Pointing records:
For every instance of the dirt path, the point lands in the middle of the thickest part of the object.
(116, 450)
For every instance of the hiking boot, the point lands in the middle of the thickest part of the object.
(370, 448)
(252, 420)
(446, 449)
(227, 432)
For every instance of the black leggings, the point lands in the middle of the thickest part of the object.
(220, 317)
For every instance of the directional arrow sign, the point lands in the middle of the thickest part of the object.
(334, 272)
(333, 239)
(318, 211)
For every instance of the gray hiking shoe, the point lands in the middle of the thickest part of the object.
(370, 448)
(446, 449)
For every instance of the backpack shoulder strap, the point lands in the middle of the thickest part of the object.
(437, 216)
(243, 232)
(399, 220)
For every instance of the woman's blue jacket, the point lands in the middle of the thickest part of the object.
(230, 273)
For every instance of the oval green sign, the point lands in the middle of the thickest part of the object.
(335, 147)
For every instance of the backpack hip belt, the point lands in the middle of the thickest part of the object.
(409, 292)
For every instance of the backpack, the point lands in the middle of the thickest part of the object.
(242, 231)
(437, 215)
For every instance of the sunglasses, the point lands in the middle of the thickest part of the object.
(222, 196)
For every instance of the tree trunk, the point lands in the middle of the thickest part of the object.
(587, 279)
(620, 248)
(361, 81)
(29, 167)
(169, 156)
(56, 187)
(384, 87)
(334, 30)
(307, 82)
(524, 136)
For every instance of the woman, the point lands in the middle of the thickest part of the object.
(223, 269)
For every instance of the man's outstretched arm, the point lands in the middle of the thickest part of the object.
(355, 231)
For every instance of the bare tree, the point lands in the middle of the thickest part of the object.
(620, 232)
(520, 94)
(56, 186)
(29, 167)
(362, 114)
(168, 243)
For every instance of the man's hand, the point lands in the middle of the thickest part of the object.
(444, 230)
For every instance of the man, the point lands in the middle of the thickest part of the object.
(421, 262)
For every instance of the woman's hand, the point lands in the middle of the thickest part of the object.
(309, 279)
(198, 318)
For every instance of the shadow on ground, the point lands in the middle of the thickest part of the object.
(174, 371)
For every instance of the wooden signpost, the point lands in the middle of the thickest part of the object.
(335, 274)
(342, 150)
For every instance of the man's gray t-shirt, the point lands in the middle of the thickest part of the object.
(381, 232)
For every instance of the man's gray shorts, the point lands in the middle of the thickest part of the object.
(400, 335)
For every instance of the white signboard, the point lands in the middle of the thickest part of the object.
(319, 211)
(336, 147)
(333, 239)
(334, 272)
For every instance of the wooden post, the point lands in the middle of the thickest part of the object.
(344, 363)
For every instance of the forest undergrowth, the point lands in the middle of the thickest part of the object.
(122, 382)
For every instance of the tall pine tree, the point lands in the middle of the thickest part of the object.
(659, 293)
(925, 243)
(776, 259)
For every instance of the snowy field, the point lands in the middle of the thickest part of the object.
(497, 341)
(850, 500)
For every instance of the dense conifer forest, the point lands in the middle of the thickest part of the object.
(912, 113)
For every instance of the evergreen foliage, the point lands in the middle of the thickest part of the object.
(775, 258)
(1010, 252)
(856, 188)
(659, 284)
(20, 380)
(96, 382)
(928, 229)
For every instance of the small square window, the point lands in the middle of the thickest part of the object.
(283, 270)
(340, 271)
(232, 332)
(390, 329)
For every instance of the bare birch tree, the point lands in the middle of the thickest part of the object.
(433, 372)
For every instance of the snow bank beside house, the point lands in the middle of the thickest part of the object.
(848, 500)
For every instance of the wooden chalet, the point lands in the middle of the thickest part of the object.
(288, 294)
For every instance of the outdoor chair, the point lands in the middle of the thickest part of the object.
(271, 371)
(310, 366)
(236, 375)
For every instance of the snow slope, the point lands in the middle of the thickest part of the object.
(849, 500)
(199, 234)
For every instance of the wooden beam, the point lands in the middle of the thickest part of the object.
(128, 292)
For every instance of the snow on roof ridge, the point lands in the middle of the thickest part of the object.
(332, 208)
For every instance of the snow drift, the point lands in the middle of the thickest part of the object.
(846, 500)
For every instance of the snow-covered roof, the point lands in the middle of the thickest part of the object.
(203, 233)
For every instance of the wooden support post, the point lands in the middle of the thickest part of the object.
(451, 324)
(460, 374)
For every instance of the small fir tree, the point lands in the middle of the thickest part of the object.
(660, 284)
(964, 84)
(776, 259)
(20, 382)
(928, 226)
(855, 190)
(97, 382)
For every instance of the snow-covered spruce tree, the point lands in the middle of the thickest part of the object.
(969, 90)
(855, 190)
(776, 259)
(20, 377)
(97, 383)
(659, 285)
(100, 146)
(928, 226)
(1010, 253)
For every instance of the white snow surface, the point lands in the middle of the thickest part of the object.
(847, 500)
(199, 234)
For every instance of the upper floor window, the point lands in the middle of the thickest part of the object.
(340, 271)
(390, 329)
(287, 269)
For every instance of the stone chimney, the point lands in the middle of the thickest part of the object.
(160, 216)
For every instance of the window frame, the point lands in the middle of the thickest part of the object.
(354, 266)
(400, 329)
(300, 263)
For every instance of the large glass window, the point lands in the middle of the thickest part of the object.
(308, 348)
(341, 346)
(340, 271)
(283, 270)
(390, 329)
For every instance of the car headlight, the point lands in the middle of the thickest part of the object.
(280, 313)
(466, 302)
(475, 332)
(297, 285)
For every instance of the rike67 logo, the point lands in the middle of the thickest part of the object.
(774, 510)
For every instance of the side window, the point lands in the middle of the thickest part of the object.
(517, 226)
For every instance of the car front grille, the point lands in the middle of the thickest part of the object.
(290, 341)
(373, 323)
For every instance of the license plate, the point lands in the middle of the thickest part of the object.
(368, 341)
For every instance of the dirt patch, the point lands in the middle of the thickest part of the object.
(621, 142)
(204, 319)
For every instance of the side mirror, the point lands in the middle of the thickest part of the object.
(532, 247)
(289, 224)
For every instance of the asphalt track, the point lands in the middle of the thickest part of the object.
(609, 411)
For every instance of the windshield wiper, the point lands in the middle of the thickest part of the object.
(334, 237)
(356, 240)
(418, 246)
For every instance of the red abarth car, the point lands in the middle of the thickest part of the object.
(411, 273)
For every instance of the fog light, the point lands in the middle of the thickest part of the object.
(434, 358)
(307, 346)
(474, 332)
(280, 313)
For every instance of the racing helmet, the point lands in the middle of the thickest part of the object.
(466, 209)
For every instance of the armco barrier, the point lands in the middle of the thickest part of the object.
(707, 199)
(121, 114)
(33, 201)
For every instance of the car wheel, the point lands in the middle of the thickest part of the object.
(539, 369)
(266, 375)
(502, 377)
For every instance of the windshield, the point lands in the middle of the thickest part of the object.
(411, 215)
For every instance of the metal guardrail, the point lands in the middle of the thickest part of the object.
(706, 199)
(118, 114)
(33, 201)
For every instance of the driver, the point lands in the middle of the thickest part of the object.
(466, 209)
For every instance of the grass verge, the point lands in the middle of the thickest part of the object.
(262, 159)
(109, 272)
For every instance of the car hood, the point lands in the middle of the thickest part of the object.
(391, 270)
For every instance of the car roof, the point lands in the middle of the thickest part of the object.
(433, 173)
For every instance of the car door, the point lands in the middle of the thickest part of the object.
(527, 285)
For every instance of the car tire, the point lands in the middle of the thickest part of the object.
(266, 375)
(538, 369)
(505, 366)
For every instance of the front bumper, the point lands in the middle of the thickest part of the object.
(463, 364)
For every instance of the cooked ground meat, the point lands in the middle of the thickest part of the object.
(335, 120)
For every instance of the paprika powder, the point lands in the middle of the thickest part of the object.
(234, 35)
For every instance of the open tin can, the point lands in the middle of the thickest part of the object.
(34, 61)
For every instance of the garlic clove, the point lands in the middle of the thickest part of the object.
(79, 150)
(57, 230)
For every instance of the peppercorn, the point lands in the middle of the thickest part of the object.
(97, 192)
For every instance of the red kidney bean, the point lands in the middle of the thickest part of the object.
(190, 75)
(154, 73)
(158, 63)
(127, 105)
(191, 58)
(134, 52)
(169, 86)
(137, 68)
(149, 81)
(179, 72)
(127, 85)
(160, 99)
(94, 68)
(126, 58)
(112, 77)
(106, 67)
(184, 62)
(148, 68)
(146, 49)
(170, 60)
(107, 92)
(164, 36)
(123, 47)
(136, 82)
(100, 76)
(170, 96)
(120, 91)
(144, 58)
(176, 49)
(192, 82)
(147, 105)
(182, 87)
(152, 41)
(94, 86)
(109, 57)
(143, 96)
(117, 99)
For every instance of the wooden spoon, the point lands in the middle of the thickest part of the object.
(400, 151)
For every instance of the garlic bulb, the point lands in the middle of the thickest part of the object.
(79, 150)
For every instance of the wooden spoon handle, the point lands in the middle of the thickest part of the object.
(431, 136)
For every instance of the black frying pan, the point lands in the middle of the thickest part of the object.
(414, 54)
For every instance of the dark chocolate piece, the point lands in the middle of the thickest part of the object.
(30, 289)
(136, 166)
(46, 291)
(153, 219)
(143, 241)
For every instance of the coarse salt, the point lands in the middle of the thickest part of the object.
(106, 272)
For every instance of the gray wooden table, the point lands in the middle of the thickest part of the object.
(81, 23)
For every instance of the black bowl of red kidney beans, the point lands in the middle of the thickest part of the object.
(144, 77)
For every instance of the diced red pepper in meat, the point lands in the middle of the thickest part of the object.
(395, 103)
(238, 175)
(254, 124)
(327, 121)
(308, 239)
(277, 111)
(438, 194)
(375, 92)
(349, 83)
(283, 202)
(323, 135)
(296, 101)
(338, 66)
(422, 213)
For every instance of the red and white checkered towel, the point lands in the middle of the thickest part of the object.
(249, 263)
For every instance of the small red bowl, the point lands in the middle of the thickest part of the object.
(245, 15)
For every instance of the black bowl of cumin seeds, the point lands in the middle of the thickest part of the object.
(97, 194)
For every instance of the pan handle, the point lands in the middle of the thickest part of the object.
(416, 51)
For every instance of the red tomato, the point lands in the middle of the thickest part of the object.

» PROBLEM DETAILS:
Print exactly the lines above, starting at the line that contains "For every instance of the red and" and ending with the last line of the records, both included.

» FULL SOLUTION:
For every instance of the red and white checkered towel, the point lands in the middle of the thickest part of the object.
(249, 263)
For every instance of the small red bowl, the point lands in the middle of the thickest part of the object.
(245, 15)
For every instance of the black bowl of cumin seeds, the point lands in the middle of the thickest part of the object.
(97, 194)
For every instance of the pan handle, the point lands in the middle of the thickest part of the object.
(416, 51)
For every instance of the red tomato, the point lands in the middle of the thickest part of the object.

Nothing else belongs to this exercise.